The task:
Everything in the records below from the line containing "trace: bear's hind leg" through the line containing "trace: white jacket" is to be reproduced exactly, those two lines included; no picture is to be copied.

Stored data:
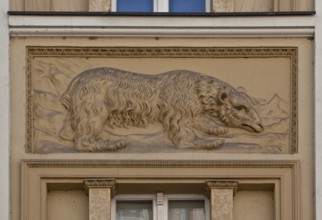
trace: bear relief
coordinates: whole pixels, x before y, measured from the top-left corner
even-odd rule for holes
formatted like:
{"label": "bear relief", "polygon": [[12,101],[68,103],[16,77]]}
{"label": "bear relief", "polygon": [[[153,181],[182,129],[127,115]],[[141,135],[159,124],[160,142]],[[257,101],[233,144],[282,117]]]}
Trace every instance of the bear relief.
{"label": "bear relief", "polygon": [[[157,75],[113,68],[80,73],[62,95],[69,112],[59,136],[79,151],[115,151],[124,139],[98,138],[103,127],[141,127],[159,123],[178,148],[216,149],[214,138],[228,128],[264,130],[252,99],[214,77],[188,70]],[[205,134],[205,135],[202,135]]]}

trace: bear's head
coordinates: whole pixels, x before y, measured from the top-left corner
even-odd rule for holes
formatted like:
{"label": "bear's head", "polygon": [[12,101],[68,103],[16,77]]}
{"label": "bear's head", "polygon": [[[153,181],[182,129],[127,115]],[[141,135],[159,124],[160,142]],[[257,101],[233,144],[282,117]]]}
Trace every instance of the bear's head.
{"label": "bear's head", "polygon": [[251,98],[237,90],[219,91],[217,115],[225,125],[260,133],[264,130],[261,118]]}

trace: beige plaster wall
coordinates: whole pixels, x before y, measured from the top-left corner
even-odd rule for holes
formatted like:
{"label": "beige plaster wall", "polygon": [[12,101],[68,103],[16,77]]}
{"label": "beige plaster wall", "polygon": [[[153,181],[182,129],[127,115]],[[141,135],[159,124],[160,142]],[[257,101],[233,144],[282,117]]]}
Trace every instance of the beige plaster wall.
{"label": "beige plaster wall", "polygon": [[234,220],[274,220],[271,191],[238,191],[234,197]]}
{"label": "beige plaster wall", "polygon": [[[313,220],[313,71],[312,71],[312,40],[307,38],[271,38],[271,39],[170,39],[170,38],[16,38],[11,39],[10,48],[10,80],[11,80],[11,213],[12,220],[20,219],[20,163],[23,159],[88,159],[88,160],[299,160],[301,165],[301,186],[298,195],[301,198],[301,219]],[[299,152],[297,154],[229,154],[209,152],[182,152],[182,153],[55,153],[55,154],[30,154],[25,153],[25,121],[26,121],[26,46],[96,46],[96,47],[298,47],[299,71],[298,71],[298,141]],[[244,192],[238,201],[246,200],[258,204],[253,194]],[[258,192],[256,192],[258,193]],[[81,192],[68,193],[72,198],[82,198]],[[265,208],[258,208],[270,213],[271,195],[260,193]],[[57,192],[50,197],[50,204],[56,204],[64,193]],[[84,202],[80,204],[84,205]],[[80,206],[77,206],[80,207]],[[236,206],[238,208],[240,206]],[[59,208],[58,204],[52,206],[53,210]],[[239,209],[239,208],[238,208]],[[239,210],[241,210],[240,208]],[[85,214],[85,212],[83,212]],[[242,213],[242,212],[241,212]],[[241,214],[243,215],[243,214]],[[250,217],[251,218],[251,217]],[[255,217],[254,217],[255,218]],[[53,218],[54,219],[54,218]],[[242,218],[240,218],[242,219]],[[267,219],[270,219],[268,217]]]}
{"label": "beige plaster wall", "polygon": [[88,219],[88,197],[84,190],[50,190],[47,207],[48,220]]}

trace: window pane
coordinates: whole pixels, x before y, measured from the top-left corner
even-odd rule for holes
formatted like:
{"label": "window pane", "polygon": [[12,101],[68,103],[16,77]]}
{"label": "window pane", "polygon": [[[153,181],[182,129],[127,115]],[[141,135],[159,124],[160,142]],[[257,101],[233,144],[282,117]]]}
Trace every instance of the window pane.
{"label": "window pane", "polygon": [[170,0],[170,12],[205,12],[205,0]]}
{"label": "window pane", "polygon": [[168,220],[205,220],[205,201],[169,201],[168,217]]}
{"label": "window pane", "polygon": [[117,201],[116,220],[153,220],[152,201]]}
{"label": "window pane", "polygon": [[153,0],[117,0],[117,12],[153,12]]}

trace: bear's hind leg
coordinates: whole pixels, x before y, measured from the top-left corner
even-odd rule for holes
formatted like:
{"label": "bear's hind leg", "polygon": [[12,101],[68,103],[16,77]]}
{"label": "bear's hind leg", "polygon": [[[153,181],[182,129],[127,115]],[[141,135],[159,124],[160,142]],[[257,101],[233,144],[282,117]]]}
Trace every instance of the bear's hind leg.
{"label": "bear's hind leg", "polygon": [[96,101],[94,107],[93,103],[91,104],[91,109],[86,106],[77,112],[75,148],[85,152],[115,151],[124,148],[127,143],[123,139],[116,141],[99,139],[108,111],[103,102]]}
{"label": "bear's hind leg", "polygon": [[104,140],[83,140],[76,141],[75,148],[84,152],[102,152],[102,151],[116,151],[126,147],[126,141],[123,139],[116,141]]}

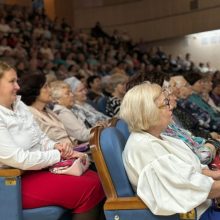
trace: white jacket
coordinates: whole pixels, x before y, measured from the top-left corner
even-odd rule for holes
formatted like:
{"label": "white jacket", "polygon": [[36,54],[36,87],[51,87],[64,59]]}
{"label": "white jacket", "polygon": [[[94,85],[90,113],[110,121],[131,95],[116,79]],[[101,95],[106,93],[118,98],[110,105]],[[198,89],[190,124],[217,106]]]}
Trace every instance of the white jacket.
{"label": "white jacket", "polygon": [[60,153],[20,101],[13,111],[0,105],[0,166],[39,170],[60,161]]}
{"label": "white jacket", "polygon": [[156,215],[186,213],[197,207],[198,219],[209,207],[213,179],[203,174],[199,159],[179,139],[131,133],[123,161],[137,195]]}

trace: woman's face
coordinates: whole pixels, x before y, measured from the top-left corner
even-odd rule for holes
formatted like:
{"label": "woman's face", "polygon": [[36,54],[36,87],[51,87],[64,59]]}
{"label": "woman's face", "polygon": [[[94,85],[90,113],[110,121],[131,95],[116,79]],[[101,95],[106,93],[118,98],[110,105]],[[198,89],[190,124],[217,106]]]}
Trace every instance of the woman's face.
{"label": "woman's face", "polygon": [[48,104],[52,101],[50,88],[46,82],[40,90],[40,95],[37,97],[37,101]]}
{"label": "woman's face", "polygon": [[121,82],[121,83],[119,83],[119,84],[116,86],[115,90],[117,90],[118,93],[119,93],[121,96],[124,96],[125,93],[126,93],[126,82]]}
{"label": "woman's face", "polygon": [[191,85],[189,85],[189,83],[186,81],[185,83],[181,85],[179,90],[180,90],[179,98],[182,98],[182,99],[188,98],[190,95],[192,95],[192,92],[193,92]]}
{"label": "woman's face", "polygon": [[202,93],[204,86],[203,86],[203,81],[202,80],[198,80],[197,82],[195,82],[192,86],[193,91],[198,92],[198,93]]}
{"label": "woman's face", "polygon": [[62,89],[62,93],[58,103],[69,109],[73,107],[74,98],[73,98],[73,93],[69,87]]}
{"label": "woman's face", "polygon": [[204,93],[209,93],[212,91],[212,81],[207,79],[203,81],[203,92]]}
{"label": "woman's face", "polygon": [[6,71],[0,78],[0,104],[11,108],[19,89],[16,72],[13,69]]}
{"label": "woman's face", "polygon": [[172,107],[170,98],[166,97],[164,93],[161,93],[156,101],[156,105],[160,110],[160,120],[157,126],[160,127],[161,130],[164,130],[172,120]]}
{"label": "woman's face", "polygon": [[178,91],[176,92],[176,97],[185,99],[192,94],[192,87],[182,76],[173,77],[172,79],[175,83],[176,91]]}
{"label": "woman's face", "polygon": [[86,94],[87,94],[87,89],[83,83],[80,83],[77,86],[75,92],[73,92],[75,100],[82,103],[85,102],[87,99]]}

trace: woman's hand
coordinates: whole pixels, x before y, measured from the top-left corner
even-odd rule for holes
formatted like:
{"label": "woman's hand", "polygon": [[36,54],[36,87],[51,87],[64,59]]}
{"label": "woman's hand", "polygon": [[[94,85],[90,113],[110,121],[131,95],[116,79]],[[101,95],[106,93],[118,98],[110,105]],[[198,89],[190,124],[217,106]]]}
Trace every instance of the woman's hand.
{"label": "woman's hand", "polygon": [[220,170],[210,170],[205,168],[202,170],[202,174],[212,177],[214,180],[220,180]]}
{"label": "woman's hand", "polygon": [[88,155],[85,153],[81,153],[78,151],[73,151],[73,157],[74,158],[80,158],[80,160],[82,161],[83,164],[86,164],[87,160],[88,160]]}
{"label": "woman's hand", "polygon": [[213,139],[216,139],[216,140],[220,139],[220,134],[217,132],[211,132],[210,135]]}
{"label": "woman's hand", "polygon": [[60,151],[62,159],[71,159],[74,153],[73,146],[70,143],[57,143],[54,146],[55,149]]}

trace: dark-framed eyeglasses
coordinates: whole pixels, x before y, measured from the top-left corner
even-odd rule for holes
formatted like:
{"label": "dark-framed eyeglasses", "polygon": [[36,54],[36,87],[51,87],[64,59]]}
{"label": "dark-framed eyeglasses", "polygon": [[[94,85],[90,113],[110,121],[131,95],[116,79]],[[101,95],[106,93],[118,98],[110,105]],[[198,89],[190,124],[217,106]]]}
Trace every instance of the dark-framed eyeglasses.
{"label": "dark-framed eyeglasses", "polygon": [[162,108],[167,108],[167,107],[170,107],[170,100],[168,98],[165,98],[163,100],[163,104],[159,105],[158,108],[162,109]]}

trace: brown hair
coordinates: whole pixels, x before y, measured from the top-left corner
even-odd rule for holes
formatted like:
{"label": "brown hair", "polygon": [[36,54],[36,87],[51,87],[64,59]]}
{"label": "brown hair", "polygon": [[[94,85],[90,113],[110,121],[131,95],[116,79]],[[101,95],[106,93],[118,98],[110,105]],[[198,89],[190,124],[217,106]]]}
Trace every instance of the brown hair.
{"label": "brown hair", "polygon": [[6,71],[9,71],[11,69],[14,69],[14,68],[6,62],[0,61],[0,79],[3,77]]}

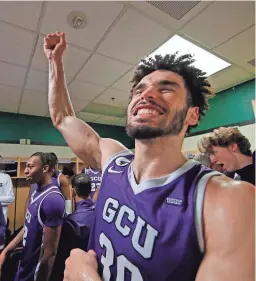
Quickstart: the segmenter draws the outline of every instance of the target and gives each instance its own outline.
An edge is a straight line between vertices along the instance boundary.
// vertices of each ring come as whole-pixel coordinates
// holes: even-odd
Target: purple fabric
[[[93,198],[95,191],[100,188],[101,185],[101,172],[96,169],[88,168],[83,169],[82,173],[88,175],[91,179],[92,190],[90,193],[90,197]]]
[[[6,231],[6,222],[4,218],[2,204],[0,203],[0,250],[5,244],[5,231]]]
[[[35,186],[34,186],[35,187]],[[53,196],[56,194],[57,197]],[[57,199],[55,202],[53,199]],[[59,199],[62,198],[62,202]],[[51,204],[48,204],[49,202]],[[56,207],[57,204],[61,204],[61,206]],[[43,244],[43,229],[44,226],[41,224],[41,207],[44,205],[46,222],[49,218],[52,223],[55,221],[55,215],[58,214],[57,224],[55,222],[55,226],[59,225],[59,213],[60,210],[62,215],[64,214],[65,202],[62,194],[60,193],[58,187],[49,184],[45,186],[42,190],[38,188],[35,189],[29,198],[28,208],[26,212],[25,222],[24,222],[24,236],[23,236],[23,253],[20,261],[20,265],[16,274],[16,281],[33,281],[34,275],[36,271],[36,267],[39,263],[40,257],[42,255],[41,247]],[[39,209],[40,208],[40,209]],[[56,209],[58,210],[56,212]],[[38,216],[40,213],[40,217]]]
[[[63,223],[63,210],[65,209],[65,201],[59,193],[51,193],[44,200],[40,215],[45,226],[56,227]]]
[[[120,155],[104,171],[89,241],[99,273],[104,281],[194,281],[203,258],[194,196],[198,180],[212,170],[190,161],[176,178],[172,173],[135,189],[134,155]]]

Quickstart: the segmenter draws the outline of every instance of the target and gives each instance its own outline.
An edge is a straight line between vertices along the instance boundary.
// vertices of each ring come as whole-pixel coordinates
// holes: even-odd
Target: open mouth
[[[163,115],[163,113],[149,108],[141,108],[134,113],[134,116],[142,116],[142,115],[158,116],[158,115]]]

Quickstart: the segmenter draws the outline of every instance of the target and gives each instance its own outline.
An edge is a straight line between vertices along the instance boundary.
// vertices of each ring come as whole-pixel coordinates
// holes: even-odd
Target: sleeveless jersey
[[[5,245],[5,232],[6,232],[6,221],[4,217],[2,204],[0,203],[0,250],[2,250]]]
[[[55,175],[52,177],[52,184],[57,186],[60,190],[60,176],[61,176],[60,171],[56,171]]]
[[[194,160],[136,183],[134,155],[103,169],[89,249],[104,281],[194,281],[203,258],[203,194],[213,172]]]
[[[83,169],[82,173],[88,175],[91,179],[92,189],[90,193],[90,197],[93,198],[93,195],[96,189],[100,188],[101,185],[101,172],[92,168]]]
[[[36,280],[39,260],[43,254],[44,224],[40,215],[40,207],[47,196],[52,193],[59,194],[64,200],[59,188],[53,184],[49,184],[42,191],[35,189],[30,195],[24,223],[22,258],[15,281]]]

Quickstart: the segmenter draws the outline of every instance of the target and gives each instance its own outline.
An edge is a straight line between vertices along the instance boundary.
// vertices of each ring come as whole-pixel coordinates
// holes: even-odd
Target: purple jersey
[[[60,176],[62,173],[60,171],[56,171],[55,175],[52,177],[52,184],[57,186],[60,189]]]
[[[134,155],[113,155],[103,169],[89,249],[104,281],[194,281],[203,258],[202,206],[218,172],[194,160],[137,184]]]
[[[5,232],[6,232],[6,222],[5,222],[2,204],[0,203],[0,250],[2,250],[5,245]]]
[[[92,190],[90,193],[90,197],[93,198],[96,189],[100,188],[101,185],[101,172],[92,168],[85,168],[82,170],[82,173],[88,175],[91,179]]]
[[[43,254],[43,229],[62,225],[64,211],[65,201],[58,187],[49,184],[31,193],[24,223],[22,258],[15,281],[36,280]]]

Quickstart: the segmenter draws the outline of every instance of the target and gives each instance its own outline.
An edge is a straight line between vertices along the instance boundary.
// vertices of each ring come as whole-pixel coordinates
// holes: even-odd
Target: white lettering
[[[130,234],[131,229],[127,225],[125,225],[125,226],[121,225],[125,214],[128,215],[127,218],[130,222],[132,222],[132,223],[134,222],[134,220],[135,220],[134,211],[124,205],[120,208],[118,216],[116,218],[116,228],[118,231],[120,231],[123,234],[123,236],[128,236]]]
[[[110,205],[113,209],[111,209]],[[113,198],[108,198],[103,209],[103,219],[108,223],[112,222],[118,207],[119,203],[117,200]]]

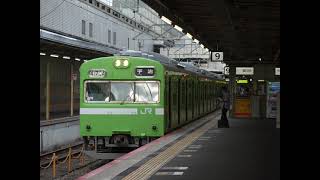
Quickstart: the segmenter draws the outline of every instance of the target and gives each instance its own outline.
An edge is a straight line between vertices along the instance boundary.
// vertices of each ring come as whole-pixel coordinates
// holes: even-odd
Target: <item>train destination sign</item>
[[[136,76],[154,76],[155,72],[154,72],[154,68],[153,67],[141,67],[141,68],[136,68]]]
[[[104,69],[91,69],[89,71],[90,78],[104,78],[106,71]]]

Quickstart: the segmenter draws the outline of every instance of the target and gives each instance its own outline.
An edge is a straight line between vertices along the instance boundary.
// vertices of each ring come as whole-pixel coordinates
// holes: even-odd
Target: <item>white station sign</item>
[[[229,69],[230,69],[230,68],[227,67],[227,66],[224,67],[224,74],[225,74],[225,75],[229,75]]]
[[[236,75],[253,75],[253,67],[236,67]]]
[[[213,61],[223,61],[223,52],[212,52]]]
[[[276,69],[275,69],[275,74],[278,75],[278,76],[280,76],[280,68],[276,68]]]

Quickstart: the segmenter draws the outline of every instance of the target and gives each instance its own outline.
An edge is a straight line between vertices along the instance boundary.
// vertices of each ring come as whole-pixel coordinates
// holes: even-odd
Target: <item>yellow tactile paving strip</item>
[[[161,152],[154,158],[147,161],[145,164],[140,166],[135,171],[128,174],[123,180],[142,180],[148,179],[155,172],[157,172],[163,165],[173,159],[177,154],[179,154],[183,149],[189,146],[193,141],[199,138],[203,133],[205,133],[208,129],[215,126],[216,123],[213,121],[209,121],[199,129],[194,132],[188,134],[186,137],[178,141],[177,143],[170,146],[165,151]]]

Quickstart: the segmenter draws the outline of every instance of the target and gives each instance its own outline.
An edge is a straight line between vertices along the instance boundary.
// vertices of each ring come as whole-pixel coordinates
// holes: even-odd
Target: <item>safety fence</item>
[[[63,161],[60,161],[59,157],[56,155],[56,153],[53,153],[48,165],[46,165],[46,166],[40,165],[40,168],[41,169],[48,169],[48,168],[52,167],[52,176],[53,176],[53,178],[55,178],[56,174],[57,174],[56,171],[57,171],[58,164],[66,164],[66,168],[68,168],[68,173],[70,173],[72,171],[71,167],[72,167],[72,162],[73,162],[72,160],[73,159],[79,159],[80,160],[79,165],[83,166],[85,163],[84,145],[82,145],[81,151],[78,152],[79,154],[75,153],[75,154],[78,154],[77,156],[75,156],[75,154],[72,154],[71,147],[69,147],[68,149],[69,149],[68,154]]]

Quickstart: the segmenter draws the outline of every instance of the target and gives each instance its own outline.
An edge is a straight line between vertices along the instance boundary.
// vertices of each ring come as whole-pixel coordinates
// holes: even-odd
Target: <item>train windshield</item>
[[[89,103],[157,103],[159,102],[159,82],[86,81],[85,101]]]
[[[86,82],[86,101],[101,102],[110,101],[109,82]]]
[[[111,82],[110,101],[126,101],[134,100],[134,83],[133,82]]]
[[[159,101],[159,84],[157,82],[136,82],[135,87],[136,102]]]

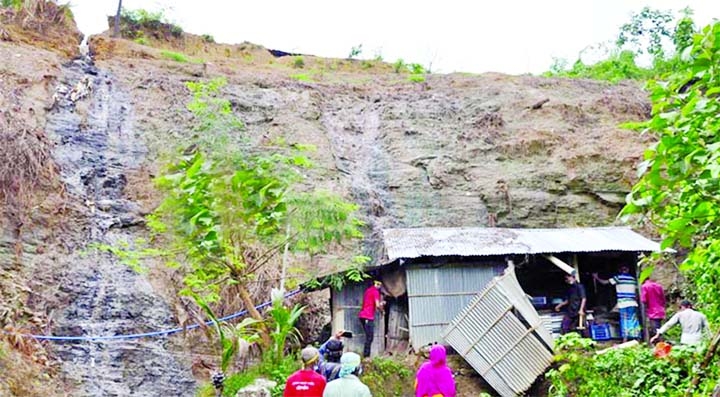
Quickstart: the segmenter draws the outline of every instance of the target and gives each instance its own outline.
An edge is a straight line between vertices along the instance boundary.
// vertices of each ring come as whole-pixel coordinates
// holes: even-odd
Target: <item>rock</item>
[[[270,390],[277,386],[277,382],[259,378],[255,379],[250,386],[238,390],[235,397],[272,397]]]

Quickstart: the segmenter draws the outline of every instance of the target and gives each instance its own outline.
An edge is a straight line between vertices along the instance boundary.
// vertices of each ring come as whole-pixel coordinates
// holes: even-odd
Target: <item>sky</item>
[[[117,0],[71,0],[80,30],[107,29]],[[553,58],[571,62],[589,45],[613,40],[644,6],[686,6],[705,25],[718,0],[124,0],[127,9],[164,10],[186,32],[216,41],[346,58],[403,59],[433,72],[541,73]],[[586,51],[585,54],[590,51]]]

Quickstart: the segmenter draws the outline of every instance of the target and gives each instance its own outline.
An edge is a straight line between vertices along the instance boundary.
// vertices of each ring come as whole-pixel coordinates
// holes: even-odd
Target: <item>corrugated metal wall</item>
[[[495,276],[494,264],[408,267],[410,343],[441,342],[440,332]]]
[[[503,397],[521,395],[552,361],[552,337],[512,271],[474,297],[443,335]]]
[[[330,305],[333,318],[333,334],[344,329],[352,331],[353,338],[345,339],[345,350],[362,355],[365,343],[365,332],[360,326],[358,313],[362,306],[362,297],[366,284],[346,284],[340,291],[331,290]],[[385,316],[375,313],[375,338],[372,344],[372,355],[385,351]]]

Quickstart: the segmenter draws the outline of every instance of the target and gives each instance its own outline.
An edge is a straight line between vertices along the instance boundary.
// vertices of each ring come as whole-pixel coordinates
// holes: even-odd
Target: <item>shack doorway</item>
[[[636,275],[637,254],[634,252],[598,252],[598,253],[561,253],[554,257],[570,265],[577,271],[579,282],[585,287],[587,303],[585,306],[587,323],[581,325],[584,336],[591,337],[593,324],[608,324],[609,338],[620,338],[619,313],[615,287],[595,282],[593,273],[602,279],[618,274],[618,268],[626,265],[630,274]],[[560,335],[563,313],[554,310],[558,303],[565,300],[568,285],[565,271],[556,266],[546,255],[530,255],[517,258],[518,281],[533,302],[538,314],[553,337]],[[638,293],[639,297],[639,293]],[[584,329],[582,329],[584,328]]]

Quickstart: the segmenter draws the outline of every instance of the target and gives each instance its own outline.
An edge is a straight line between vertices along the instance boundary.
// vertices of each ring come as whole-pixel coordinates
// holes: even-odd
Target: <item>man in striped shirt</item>
[[[630,268],[622,265],[620,274],[603,280],[593,273],[593,278],[600,284],[612,284],[617,293],[617,307],[620,310],[620,334],[623,342],[628,339],[640,338],[640,322],[638,321],[637,280],[630,275]]]

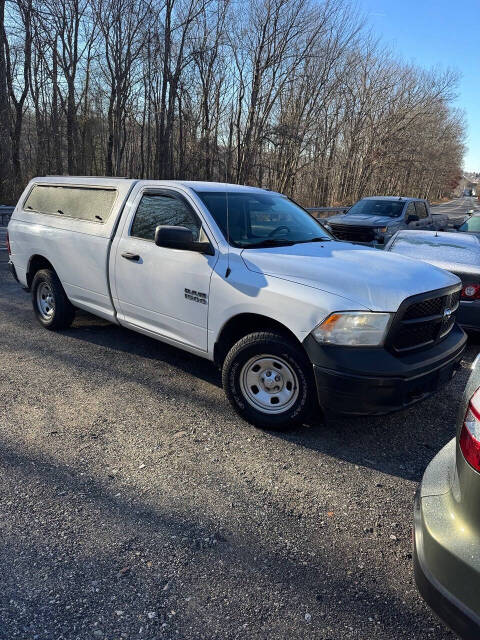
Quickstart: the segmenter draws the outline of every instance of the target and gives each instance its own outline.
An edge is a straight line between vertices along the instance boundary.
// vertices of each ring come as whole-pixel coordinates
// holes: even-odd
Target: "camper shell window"
[[[23,205],[25,211],[102,223],[113,209],[115,189],[37,184]]]

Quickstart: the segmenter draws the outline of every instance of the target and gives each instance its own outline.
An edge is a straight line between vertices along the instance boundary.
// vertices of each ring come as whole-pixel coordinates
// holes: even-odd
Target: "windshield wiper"
[[[244,249],[265,249],[267,247],[291,247],[292,245],[297,244],[293,240],[280,240],[275,238],[269,238],[268,240],[263,240],[262,242],[257,242],[256,244],[249,244]]]
[[[297,240],[295,244],[307,244],[307,242],[331,242],[333,238],[309,238],[308,240]]]

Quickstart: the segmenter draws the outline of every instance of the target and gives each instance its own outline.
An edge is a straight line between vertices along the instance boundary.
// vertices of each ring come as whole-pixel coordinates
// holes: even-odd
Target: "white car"
[[[85,309],[208,358],[236,411],[266,428],[312,409],[405,407],[453,375],[465,346],[456,276],[338,242],[264,189],[35,178],[8,233],[45,328]]]

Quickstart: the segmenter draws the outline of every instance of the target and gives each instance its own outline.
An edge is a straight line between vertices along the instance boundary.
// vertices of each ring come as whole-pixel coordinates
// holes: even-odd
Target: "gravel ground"
[[[91,316],[37,325],[0,253],[0,638],[453,635],[412,578],[412,501],[478,346],[437,396],[262,432],[206,361]]]

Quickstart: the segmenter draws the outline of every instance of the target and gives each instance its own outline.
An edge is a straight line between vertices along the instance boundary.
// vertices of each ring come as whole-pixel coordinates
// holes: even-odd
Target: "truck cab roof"
[[[362,200],[389,200],[389,201],[401,201],[401,202],[427,202],[425,198],[411,198],[410,196],[367,196]]]
[[[162,180],[162,182],[164,182]],[[195,180],[171,180],[165,181],[172,184],[179,184],[184,187],[189,187],[194,191],[230,191],[230,192],[252,192],[252,193],[278,193],[276,191],[270,191],[269,189],[262,189],[261,187],[250,187],[243,184],[231,184],[228,182],[202,182]],[[278,195],[281,195],[278,193]]]
[[[158,186],[159,184],[164,186],[182,186],[192,189],[193,191],[225,191],[230,192],[245,192],[250,191],[252,193],[277,193],[270,191],[269,189],[263,189],[261,187],[250,187],[248,185],[230,184],[225,182],[207,182],[197,180],[139,180],[136,178],[118,178],[118,177],[106,177],[106,176],[39,176],[32,178],[32,184],[85,184],[95,186],[117,186],[121,185],[133,185],[142,183],[145,186]],[[278,194],[281,195],[281,194]]]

Output below:
trace: bear's hind leg
coordinates: whole pixels, x before y, measured from the top-left corner
even-odd rule for holes
formatted like:
{"label": "bear's hind leg", "polygon": [[12,101],[68,103],[16,77]]}
{"label": "bear's hind leg", "polygon": [[[153,181],[182,129],[127,115]],[[141,135],[159,124],[160,142]],[[257,101],[233,144],[282,117]]]}
Trace every instance of the bear's hind leg.
{"label": "bear's hind leg", "polygon": [[96,101],[94,107],[93,103],[91,104],[91,109],[86,106],[77,112],[75,148],[85,152],[115,151],[124,148],[127,143],[123,139],[116,141],[99,139],[108,111],[103,102]]}
{"label": "bear's hind leg", "polygon": [[104,140],[83,140],[76,141],[75,148],[84,152],[102,152],[102,151],[116,151],[126,147],[126,141],[123,139],[116,141]]}

trace: white jacket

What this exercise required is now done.